● **Stated goal**
Reproduce the records below exactly as they appear.

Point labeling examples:
[Begin]
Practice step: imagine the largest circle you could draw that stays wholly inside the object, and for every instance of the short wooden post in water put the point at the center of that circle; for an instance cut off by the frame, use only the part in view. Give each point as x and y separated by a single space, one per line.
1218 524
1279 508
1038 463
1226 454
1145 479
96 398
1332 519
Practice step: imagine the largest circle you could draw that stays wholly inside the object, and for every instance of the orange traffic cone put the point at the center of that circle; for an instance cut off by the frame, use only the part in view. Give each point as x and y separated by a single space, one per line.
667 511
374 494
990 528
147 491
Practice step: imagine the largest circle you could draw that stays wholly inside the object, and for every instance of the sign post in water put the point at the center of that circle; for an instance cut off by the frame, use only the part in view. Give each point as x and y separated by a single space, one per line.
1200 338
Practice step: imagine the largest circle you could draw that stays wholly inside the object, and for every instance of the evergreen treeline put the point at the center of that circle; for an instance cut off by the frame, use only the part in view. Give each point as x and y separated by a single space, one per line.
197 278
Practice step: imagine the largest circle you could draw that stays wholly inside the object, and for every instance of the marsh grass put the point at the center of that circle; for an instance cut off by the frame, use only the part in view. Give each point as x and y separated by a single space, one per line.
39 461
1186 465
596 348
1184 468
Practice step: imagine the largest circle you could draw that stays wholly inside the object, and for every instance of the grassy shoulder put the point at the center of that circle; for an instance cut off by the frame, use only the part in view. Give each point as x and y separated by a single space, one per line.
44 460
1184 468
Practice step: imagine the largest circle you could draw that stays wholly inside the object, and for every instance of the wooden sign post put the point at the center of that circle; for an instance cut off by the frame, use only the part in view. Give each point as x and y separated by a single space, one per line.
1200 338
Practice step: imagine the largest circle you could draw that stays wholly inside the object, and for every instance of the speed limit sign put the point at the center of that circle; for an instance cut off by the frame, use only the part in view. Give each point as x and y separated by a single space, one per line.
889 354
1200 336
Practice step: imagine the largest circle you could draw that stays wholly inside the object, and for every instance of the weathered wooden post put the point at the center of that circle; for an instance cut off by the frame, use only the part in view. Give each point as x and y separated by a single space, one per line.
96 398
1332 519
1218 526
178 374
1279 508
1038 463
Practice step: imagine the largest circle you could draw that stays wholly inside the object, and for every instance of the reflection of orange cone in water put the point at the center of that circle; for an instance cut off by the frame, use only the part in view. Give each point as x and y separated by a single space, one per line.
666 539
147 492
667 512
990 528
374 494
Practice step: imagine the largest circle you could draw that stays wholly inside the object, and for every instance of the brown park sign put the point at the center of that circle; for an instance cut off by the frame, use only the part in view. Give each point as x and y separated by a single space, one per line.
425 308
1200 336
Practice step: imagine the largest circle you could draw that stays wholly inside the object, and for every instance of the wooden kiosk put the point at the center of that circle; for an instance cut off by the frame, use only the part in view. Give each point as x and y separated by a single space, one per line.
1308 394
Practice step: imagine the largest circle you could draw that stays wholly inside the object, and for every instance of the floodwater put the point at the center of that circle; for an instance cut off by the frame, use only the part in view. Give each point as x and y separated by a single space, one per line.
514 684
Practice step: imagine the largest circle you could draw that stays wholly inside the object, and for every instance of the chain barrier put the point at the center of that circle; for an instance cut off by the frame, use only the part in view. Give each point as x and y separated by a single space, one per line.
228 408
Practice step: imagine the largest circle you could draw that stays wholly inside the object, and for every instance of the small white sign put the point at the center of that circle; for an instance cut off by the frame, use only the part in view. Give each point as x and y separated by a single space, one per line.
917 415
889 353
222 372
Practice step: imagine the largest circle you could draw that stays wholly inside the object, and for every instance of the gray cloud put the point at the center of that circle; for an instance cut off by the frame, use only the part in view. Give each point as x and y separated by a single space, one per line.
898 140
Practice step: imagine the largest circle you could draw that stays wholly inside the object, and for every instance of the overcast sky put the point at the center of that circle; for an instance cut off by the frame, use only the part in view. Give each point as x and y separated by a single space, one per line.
[End]
● **Solution**
Practice step: imagine the largest circle you could draw that stays wholly inside the object, and for every instance of the short wooden post in water put the point at the center of that circle; for an instance cut off by the frame, use only the part in view. Give each point as x and y separated by a single space, one per line.
1218 524
1279 508
1038 463
1226 454
1145 479
96 398
1332 519
Practice step: imagine the largest circle you could draw that stays wholly inside the object, and for every instance of the orange traffic cone put the point at the center of that circle; for an instance cut off by the frame, use only the part in view. Give each point as x and y separated by a single space, one per line.
667 511
374 494
990 528
147 491
Practice step: imagine the largest circle you could draw that stays wholly inside the object, and for every instance of the sign post in water put the point at the center of that circle; for an instance cut off by the frame, use only the part in view. Give each point as x and y separated by a single space, one per line.
1200 338
Practice step: imagine the largest circle you could draw that stays wholly inside the object, and for every instance of the evergreen treeline put the point at the center of that circle; for an instance cut off by the frame, use only the part in view. Give each point as x and y separated by a single space, one per line.
197 278
Practice step: imagine the largest circle you could draw that stays wholly inside the object, and for every instance of the marsh grass put the point at the center of that circle; for an instance cut off by the frame, use only the part in view. Give each point as x and y separated by a single space, one per line.
39 461
1186 465
596 348
1184 468
Practice step: imagine the largest circle you could draw that stays wholly inside the object, and for every instance of the grassy shoulder put the point at the center of that circle; for an instance cut off by the frame, use only the part in view. Give each point as x and y separated by a single space, one per line.
44 460
1184 468
Practice step: imagine the largest circle you could draw that stays wholly inside the object, and for every instance of the wooden sign post put the point at the center of that circle; for an instance cut off by the frame, use only the part in view. Give each point as x and y separated by a single space, one per line.
1200 338
Practice step: imagine the largest circle you could draw that stays wholly inside the object, and for every instance of the speed limit sign put the point at the center of that circle; for an instance cut off by the frame, use only the part in view. Give each point as x and y separated by a single space, one per line.
889 354
1200 336
Practice step: imagine the largest circle you could draw that stays wholly inside the object, and for every instance of the weathered wooden post put the point at the center of that circle; for an instance cut off by the frame, use only the part in view. Give each point as x and y separated by a single space, one per line.
96 398
1332 519
1218 526
178 374
1279 508
1038 463
Practice step: imagine the largest circle you could draw that stays wholly inside the object, and for every instance of the reflection of orange cone in water put the point at the center of that circle; for an instance cut off by the frame, use only the part in view. Give each point as x and y separated by a single space, one per line.
666 539
147 492
667 512
990 528
374 494
Practice step: imagine the largest circle you could draw that stays wholly inside the object, and for every instance of the brown park sign put the point at the center of that circle; for an instance cut off by the frame, use only the part in view. Give each point as x and y separated by a single space, one per line.
425 308
1200 336
Practice step: imagine the largest circle you could draw that stays wholly inside the object, and for every instance of the wooden kiosk put the point at the center of that circle; for an instance cut off by the frame, use only the part in view. Give each point as x and y separated by a single space, one per line.
1308 394
Practice step: imagine the largest circle you could draw that stays wholly inside the object, and for every instance of the floodwater put the point at the center of that circle; for an instance cut off by the frame, use only the part in view. Give each point as x and y separated by a single space, one per line.
514 684
Practice step: imagine the largest circle you could draw that stays wholly inside the object, and for every instance of the chain barrier put the point at the center of that circle; for an instance cut off by the frame, use only the part in view. Give each point as x and y separated by a single space, one per line.
228 408
Practice step: imagine the largest circle you could draw that stays wholly inside the object, and for every instance of the small white sign put the point at the center of that circle; for an instance cut off by the frame, use only the part in view. Give each point as x and y separated by a single space, one per line.
917 415
889 353
222 372
Practice step: imagine the largest circle you could draw that stays wholly inside the object, and for every instance of the gray cloud put the point at the center of that circle; for an instance cut off by the frame, use only the part in view. Give each point as x and y separated by a single space, one per line.
898 140
Practice step: imagine the largest circle you could draw that stays wholly inside the object, and for every instance of the overcast sky put the point at the center of that circle; for an instance cut off by the frame, use only the part in view. Give each point as x and y separated by a single space, one per line.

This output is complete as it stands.